> _What you have to do_
How many lines in the entries below include the string "water"? Answer with the number only.

[Text-to-region grounding data]
_ _ _

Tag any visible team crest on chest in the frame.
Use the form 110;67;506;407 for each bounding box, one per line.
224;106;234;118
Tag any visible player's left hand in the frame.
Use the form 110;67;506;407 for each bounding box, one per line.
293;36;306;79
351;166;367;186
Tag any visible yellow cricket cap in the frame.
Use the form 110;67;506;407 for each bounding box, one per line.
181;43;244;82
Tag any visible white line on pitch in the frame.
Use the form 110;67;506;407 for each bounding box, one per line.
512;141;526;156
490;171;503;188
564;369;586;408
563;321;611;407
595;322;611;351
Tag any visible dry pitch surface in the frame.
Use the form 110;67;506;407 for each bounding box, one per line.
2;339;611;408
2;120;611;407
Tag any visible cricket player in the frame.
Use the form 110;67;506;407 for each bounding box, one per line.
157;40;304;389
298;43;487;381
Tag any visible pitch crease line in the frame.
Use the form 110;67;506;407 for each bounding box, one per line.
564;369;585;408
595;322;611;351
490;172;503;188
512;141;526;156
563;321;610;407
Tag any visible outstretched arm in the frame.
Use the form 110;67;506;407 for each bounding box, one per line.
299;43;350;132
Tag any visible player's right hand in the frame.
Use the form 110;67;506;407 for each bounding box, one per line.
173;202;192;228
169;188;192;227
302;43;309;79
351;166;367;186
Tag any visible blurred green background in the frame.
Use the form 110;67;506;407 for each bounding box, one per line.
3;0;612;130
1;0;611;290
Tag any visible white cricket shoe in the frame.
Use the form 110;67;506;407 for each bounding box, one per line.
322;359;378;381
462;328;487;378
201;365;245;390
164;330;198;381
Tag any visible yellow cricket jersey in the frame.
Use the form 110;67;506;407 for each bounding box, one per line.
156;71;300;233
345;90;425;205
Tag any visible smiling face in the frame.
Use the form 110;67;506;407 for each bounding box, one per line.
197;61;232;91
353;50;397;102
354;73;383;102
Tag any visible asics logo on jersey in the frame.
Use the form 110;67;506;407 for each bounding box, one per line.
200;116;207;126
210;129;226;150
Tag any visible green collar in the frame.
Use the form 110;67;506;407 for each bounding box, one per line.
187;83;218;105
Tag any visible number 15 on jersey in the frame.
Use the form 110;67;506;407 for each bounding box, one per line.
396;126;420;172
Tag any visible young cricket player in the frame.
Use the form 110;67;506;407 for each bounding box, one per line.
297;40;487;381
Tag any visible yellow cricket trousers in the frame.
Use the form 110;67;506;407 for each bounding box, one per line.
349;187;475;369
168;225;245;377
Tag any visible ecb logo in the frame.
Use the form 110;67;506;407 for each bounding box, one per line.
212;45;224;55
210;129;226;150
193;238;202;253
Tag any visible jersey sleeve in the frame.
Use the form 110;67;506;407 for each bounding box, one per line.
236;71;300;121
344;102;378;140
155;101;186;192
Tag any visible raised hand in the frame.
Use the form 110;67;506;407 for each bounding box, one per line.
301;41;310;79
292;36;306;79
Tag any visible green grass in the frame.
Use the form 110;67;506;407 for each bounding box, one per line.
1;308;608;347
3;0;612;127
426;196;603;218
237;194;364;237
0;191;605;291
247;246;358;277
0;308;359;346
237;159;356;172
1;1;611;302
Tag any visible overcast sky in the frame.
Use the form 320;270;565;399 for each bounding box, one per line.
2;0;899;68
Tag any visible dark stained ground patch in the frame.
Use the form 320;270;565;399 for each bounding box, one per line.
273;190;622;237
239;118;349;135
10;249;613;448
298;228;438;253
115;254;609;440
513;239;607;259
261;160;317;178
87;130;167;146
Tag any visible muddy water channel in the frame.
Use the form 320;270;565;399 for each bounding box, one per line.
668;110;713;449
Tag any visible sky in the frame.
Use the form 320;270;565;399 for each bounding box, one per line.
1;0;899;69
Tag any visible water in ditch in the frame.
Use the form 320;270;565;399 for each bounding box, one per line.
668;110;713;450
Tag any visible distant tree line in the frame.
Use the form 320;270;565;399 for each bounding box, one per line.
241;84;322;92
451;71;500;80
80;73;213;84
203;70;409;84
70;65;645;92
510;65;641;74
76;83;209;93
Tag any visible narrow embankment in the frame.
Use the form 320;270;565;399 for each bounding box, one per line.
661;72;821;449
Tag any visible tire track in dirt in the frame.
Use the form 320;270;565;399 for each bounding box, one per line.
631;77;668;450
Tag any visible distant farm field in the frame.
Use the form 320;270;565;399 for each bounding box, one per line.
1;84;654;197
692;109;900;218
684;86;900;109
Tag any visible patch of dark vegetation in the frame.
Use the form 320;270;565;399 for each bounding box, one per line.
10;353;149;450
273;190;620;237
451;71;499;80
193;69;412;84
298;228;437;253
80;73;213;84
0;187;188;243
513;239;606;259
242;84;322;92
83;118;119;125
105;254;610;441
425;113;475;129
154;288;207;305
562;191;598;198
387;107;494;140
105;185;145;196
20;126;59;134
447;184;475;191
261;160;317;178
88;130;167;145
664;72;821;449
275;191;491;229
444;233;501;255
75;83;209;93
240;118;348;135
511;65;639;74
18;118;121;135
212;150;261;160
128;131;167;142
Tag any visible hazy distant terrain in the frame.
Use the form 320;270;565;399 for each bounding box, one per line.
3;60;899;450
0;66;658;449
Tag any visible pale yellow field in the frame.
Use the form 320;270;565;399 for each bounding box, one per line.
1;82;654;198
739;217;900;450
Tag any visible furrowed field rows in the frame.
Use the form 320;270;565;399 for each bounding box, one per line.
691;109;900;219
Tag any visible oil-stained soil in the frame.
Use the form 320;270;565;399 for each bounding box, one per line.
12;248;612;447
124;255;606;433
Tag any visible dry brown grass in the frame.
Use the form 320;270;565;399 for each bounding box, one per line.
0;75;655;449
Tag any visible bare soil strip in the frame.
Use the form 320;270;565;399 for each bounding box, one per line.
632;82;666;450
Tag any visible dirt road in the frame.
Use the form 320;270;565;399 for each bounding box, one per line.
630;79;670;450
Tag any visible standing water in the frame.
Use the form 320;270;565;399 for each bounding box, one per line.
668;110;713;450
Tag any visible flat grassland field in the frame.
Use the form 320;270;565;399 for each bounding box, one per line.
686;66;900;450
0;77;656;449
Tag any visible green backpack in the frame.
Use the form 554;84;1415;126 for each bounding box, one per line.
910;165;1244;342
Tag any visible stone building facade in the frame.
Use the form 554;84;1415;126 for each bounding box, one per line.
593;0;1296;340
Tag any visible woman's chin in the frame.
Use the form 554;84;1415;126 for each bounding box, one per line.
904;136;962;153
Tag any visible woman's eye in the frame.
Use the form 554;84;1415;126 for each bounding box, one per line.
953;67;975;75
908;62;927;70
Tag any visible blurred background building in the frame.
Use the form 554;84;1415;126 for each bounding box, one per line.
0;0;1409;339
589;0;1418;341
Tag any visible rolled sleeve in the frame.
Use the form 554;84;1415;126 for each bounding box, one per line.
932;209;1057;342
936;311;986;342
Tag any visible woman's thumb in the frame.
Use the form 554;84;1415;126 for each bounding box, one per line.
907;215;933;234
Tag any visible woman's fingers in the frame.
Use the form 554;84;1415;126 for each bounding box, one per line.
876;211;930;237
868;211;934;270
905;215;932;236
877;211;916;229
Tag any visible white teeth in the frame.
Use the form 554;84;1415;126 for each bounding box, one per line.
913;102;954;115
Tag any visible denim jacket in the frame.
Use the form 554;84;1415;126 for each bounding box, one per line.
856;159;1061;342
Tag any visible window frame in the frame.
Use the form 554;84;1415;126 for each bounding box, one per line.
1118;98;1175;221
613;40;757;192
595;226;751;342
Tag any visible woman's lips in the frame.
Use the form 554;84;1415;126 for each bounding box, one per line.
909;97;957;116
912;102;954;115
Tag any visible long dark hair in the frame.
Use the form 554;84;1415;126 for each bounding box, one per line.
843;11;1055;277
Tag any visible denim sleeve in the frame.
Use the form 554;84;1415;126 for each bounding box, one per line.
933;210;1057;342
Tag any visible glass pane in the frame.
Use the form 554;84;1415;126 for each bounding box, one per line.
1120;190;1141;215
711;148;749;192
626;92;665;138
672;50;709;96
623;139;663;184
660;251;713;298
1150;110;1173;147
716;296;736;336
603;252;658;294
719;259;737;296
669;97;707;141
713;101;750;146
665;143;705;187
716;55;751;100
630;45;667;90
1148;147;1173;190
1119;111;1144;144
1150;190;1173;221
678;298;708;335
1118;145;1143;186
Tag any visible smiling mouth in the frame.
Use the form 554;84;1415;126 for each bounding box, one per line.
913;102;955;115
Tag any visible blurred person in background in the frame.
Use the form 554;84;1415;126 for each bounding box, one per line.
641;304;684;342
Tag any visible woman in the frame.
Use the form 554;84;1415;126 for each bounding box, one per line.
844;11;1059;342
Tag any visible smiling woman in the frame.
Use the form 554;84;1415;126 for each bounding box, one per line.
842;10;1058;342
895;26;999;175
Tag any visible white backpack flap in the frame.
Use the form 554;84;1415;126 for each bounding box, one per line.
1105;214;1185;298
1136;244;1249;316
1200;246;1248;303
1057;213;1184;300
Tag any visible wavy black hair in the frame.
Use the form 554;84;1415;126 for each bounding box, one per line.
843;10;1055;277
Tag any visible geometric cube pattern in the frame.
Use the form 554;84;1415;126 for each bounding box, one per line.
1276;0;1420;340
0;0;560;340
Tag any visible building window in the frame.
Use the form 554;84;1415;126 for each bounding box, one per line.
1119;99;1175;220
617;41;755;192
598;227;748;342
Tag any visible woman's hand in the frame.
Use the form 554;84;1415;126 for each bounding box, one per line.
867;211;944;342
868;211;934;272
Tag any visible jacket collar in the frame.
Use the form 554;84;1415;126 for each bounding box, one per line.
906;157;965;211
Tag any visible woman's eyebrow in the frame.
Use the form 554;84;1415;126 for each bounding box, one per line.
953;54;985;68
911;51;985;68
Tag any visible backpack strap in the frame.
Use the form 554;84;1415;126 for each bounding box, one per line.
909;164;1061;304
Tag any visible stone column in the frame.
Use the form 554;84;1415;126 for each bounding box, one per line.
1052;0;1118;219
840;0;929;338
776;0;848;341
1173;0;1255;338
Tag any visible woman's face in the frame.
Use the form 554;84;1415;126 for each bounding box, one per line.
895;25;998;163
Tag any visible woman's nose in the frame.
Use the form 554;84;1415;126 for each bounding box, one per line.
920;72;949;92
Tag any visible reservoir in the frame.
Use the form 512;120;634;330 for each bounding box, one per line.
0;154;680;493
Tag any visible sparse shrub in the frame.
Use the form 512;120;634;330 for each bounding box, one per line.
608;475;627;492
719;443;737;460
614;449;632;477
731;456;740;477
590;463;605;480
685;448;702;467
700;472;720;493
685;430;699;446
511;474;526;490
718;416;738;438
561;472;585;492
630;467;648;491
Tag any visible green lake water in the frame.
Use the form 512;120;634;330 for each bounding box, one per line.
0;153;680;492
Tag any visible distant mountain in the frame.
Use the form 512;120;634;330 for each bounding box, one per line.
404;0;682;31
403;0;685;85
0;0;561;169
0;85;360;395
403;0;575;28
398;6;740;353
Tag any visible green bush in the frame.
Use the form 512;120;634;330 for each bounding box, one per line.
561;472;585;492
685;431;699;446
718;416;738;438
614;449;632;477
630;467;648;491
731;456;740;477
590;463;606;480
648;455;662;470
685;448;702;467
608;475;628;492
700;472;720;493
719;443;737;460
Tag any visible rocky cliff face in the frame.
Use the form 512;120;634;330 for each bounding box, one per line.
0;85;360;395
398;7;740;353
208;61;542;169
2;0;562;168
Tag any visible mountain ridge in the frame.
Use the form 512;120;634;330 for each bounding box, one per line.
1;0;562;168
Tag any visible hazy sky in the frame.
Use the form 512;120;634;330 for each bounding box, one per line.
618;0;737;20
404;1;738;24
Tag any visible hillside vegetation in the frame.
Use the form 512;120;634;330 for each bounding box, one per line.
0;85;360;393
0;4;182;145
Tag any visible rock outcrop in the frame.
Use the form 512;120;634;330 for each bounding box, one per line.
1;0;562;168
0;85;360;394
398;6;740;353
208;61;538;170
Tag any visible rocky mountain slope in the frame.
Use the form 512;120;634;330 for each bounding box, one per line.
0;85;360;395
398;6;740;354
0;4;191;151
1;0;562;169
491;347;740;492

_ _ _

> _Written answer_
4